[EXERCISE REQUIREMENTS]
[1] From the article on corporate tax cuts and public services, quote the stretch from "When the term" through "of the schools?".
[2] Decide whether each statement below agrees with the article on corporate tax cuts and public services. Answer yes or no for each, and quote the deciding words from the article.
(a) Texas eliminated more than 10,000 teaching jobs.
(b) In Muncie, Indiana, the area that fire trucks can reach within eight minutes doubled.
(c) Milwaukee's public transit reached 1,300 more employers in 2015 than in 2001.
[3] Carry on the article on corporate tax cuts and public services from its last sentence.

[SOURCE PASSAGE]
───

Does corporate America see a future in the United States?
http://www.epi.org/blog/does-corporate-america-see-a-future-in-the-united-states/

Does corporate America see a future in the United States?

This article was originally posted on Good Jobs First's blog

When the term "Rustbelt" was coined in the 1980s and activists learned the early warning signs of a plant closing, one of those indicators was tax dodging. If a company knew it was planning to close a factory, it would often challenge its property tax assessment or seek other tax breaks. And why not? If it didn't expect to be hiring locally in the future, why should an employer care about the quality of the schools?

The national trend today looks like the Rustbelt 1980s on steroids. President Trump's budget proposal follows the playbook that corporate lobbyists have long pushed in state legislatures: tax cuts for companies and the rich, coupled with dramatic cuts to services that benefit everyone. The resulting permanent damage to those public services begs the question: is Corporate America intentionally disinvesting, abandoning our nation?

In recent years, states and localities across the country have made drastic cuts to essential public services. Texas eliminated over 10,000 teaching jobs, and ended full-day preschool for 100,000 low-income kids. The city of Muncie, Indiana eliminated so many firefighter positions that the area of the city that fire trucks can reach within eight minutes was cut in half. In Milwaukee, budget cuts left the public transit reaching 1,300 fewer employers in 2015 than in 2001.

───

[Entries taken from a collection]
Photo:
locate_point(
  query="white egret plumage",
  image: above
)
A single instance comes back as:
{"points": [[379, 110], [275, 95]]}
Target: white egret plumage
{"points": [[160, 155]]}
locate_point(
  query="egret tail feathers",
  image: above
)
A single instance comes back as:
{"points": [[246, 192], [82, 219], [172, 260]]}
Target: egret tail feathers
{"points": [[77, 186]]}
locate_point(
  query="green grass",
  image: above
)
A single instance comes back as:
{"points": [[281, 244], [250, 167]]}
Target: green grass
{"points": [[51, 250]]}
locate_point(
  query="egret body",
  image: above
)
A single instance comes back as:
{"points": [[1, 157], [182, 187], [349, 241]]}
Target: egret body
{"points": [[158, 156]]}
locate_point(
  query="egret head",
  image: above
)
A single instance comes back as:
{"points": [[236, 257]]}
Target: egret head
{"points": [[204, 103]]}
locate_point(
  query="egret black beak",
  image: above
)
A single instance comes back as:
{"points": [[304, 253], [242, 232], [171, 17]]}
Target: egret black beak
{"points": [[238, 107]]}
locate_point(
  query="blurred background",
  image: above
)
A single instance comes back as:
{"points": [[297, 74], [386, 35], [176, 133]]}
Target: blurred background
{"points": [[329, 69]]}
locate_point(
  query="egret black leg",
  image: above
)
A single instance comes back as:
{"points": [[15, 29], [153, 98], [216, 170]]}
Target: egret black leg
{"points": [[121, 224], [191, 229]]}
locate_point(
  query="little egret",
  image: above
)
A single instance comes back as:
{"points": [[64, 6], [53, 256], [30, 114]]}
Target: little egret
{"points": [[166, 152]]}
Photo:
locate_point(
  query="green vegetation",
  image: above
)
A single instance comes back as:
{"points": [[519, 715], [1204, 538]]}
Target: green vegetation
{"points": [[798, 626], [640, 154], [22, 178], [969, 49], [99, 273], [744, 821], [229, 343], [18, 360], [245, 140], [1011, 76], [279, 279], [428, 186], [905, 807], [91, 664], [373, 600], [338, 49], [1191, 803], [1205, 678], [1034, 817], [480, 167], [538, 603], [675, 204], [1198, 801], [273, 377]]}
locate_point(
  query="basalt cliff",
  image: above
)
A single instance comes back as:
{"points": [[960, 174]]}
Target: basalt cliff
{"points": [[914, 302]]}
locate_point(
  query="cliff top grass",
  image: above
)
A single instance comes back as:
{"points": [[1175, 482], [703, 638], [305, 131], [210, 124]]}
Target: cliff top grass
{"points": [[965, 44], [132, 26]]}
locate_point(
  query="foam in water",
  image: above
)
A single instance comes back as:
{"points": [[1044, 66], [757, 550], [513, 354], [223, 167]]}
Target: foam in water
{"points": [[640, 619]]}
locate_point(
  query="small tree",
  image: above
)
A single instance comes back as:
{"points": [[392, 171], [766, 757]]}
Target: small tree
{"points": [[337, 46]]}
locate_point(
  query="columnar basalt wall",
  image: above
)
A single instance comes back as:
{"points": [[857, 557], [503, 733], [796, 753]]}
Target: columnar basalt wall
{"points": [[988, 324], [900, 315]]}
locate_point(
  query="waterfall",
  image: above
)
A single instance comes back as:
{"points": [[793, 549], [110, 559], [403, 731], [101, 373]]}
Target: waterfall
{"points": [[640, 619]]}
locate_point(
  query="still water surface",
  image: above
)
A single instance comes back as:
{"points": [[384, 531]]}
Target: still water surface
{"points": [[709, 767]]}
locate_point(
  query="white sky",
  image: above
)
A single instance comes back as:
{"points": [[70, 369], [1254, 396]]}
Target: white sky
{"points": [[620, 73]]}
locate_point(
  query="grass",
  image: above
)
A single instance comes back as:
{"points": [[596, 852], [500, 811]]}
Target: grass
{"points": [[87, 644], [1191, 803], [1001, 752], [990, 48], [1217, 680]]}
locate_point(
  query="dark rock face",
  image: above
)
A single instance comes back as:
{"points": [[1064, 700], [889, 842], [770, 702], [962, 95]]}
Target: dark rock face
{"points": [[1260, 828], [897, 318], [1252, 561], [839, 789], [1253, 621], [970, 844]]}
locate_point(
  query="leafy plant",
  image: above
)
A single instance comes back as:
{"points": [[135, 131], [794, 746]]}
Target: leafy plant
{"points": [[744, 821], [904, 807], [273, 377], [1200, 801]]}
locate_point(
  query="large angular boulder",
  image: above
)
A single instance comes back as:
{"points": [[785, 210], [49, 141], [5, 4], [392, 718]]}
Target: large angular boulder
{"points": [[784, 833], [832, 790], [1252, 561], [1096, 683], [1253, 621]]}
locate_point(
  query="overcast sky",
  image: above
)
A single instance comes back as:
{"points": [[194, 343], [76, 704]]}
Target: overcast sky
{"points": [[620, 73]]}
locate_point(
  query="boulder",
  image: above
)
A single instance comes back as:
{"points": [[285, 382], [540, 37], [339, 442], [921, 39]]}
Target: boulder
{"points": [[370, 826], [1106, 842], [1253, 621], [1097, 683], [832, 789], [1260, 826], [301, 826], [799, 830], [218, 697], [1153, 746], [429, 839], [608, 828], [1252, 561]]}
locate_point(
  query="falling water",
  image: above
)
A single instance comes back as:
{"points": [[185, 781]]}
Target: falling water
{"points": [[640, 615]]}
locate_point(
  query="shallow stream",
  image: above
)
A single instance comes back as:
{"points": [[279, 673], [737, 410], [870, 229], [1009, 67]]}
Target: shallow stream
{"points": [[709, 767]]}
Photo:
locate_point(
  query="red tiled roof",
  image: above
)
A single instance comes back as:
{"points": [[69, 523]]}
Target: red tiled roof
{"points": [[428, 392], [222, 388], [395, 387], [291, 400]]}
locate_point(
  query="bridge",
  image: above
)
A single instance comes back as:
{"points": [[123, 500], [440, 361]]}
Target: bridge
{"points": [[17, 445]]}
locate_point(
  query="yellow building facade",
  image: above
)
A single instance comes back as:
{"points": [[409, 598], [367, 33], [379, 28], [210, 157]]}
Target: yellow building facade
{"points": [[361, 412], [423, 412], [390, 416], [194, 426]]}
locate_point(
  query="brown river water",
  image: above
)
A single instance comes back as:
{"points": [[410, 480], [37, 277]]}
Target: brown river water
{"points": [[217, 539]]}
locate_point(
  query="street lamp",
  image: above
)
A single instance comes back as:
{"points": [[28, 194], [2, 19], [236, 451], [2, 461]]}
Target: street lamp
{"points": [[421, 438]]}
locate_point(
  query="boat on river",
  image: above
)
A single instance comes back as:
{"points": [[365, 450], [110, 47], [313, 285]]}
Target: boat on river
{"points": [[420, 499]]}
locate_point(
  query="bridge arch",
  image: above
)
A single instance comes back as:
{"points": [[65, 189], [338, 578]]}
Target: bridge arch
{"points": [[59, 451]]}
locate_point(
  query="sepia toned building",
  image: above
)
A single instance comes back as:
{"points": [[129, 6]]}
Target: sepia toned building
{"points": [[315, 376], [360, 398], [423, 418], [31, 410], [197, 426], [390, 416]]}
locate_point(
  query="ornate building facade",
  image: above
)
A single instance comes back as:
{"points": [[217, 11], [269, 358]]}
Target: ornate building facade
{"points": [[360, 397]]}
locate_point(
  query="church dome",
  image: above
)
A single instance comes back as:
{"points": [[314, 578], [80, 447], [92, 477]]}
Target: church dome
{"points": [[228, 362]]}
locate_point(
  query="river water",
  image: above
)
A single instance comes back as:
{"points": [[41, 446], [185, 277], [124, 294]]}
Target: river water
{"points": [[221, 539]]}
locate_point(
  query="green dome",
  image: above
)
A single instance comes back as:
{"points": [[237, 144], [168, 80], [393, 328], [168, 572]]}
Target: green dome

───

[RESPONSES PER TASK]
[1]
When the term "Rustbelt" was coined in the 1980s and activists learned the early warning signs of a plant closing, one of those indicators was tax dodging. If a company knew it was planning to close a factory, it would often challenge its property tax assessment or seek other tax breaks. And why not? If it didn't expect to be hiring locally in the future, why should an employer care about the quality of the schools?

[2]
(a) Yes: "Texas eliminated over 10,000 teaching jobs"
(b) No: "the area of the city that fire trucks can reach within eight minutes was cut in half"
(c) No: "budget cuts left the public transit reaching 1,300 fewer employers in 2015 than in 2001"

[3]
Local health departments were forced to cut back everything from neonatal care to cancer screening to vision and hearing tests for school children to inspecting food safety in local restaurants. Officials reported that if the nation faces an outbreak similar to the H1N1 flu epidemic, many localities will be unable to vaccinate their residents. Budget cuts were particularly devastating in the country's school systems. In 2010, the national student-teacher ratio increased for the first time since the Great Depression; and seven years after the onset of the Great Recession, most states had still not restored per-pupil spending to pre-recession levels.

Most striking about these cuts: the legislators who enacted them and the business lobbies that championed them treated them not as temporary tragedies to be repaired when revenues bounced back, but as long-desired permanent cuts to public services. Indeed, many legislatures locked in poorer tax bases by enacting new tax giveaways to corporations and the rich while slashing funding for schools, libraries, and health care. In the same year that Ohio ended full-day kindergarten, legislators phased out the state's inheritance tax—which had only ever affected the wealthiest seven percent of families.

This agenda was driven by the country's premier corporate lobbies: chambers of commerce, manufacturers associations, the Koch brothers' Americans for Prosperity, and the Fortune 500 corporations that have participated in the American Legislative Exchange Council (ALEC). Which begs the question about their motives: why would leading corporations seek permanent cuts to education, libraries or public transit? Don't they need full access to labor pools of educated workers and decently-paid consumers to buy their products and services? The behavior of the nation's biggest corporate lobbies appears to be irrational, yet it has been repeated in state after state.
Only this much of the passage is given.